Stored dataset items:
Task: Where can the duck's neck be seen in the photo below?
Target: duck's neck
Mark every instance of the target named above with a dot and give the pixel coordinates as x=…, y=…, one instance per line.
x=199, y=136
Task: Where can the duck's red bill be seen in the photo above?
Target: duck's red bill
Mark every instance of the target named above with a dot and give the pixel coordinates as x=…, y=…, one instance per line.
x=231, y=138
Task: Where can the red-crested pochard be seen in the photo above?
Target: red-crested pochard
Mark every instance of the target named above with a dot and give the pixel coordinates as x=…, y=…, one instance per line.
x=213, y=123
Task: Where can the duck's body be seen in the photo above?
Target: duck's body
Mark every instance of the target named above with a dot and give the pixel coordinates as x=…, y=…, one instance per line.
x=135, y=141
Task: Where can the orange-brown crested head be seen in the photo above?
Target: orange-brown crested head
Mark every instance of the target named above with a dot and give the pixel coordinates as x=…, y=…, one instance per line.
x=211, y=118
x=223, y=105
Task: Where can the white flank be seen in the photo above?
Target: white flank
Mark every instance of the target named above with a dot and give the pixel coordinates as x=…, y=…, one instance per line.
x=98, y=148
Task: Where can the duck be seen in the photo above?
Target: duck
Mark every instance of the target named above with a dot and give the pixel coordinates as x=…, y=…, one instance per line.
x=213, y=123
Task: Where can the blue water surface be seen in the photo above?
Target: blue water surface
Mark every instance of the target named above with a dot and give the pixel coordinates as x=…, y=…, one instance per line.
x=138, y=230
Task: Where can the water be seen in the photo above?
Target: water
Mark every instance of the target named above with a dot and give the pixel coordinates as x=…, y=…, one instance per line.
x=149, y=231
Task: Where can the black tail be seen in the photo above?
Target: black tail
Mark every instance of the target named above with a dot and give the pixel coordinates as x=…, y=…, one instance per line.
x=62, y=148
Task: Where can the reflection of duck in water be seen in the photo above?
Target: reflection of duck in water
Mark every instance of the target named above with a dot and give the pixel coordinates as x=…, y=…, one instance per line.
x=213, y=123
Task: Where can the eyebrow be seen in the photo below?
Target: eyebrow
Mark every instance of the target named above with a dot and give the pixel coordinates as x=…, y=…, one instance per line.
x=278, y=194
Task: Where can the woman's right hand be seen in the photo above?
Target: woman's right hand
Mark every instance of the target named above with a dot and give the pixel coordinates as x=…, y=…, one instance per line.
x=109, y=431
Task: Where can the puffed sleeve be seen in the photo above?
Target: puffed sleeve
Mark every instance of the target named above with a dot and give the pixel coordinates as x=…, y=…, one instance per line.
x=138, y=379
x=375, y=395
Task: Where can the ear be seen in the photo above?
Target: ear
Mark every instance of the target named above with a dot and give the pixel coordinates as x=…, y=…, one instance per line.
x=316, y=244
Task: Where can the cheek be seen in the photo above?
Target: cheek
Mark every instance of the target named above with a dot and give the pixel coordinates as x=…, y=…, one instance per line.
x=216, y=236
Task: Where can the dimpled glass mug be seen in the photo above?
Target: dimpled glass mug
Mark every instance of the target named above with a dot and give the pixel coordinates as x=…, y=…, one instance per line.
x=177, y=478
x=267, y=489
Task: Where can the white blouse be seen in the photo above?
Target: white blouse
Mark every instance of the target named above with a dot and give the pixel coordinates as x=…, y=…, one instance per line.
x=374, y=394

## [YOUR ASSIGNMENT]
Locate the lines above that hold the word "head". Show every one of them.

## [FINISHED TASK]
Task: Where can the orange-brown crested head be seen in the photo above?
Target: orange-brown crested head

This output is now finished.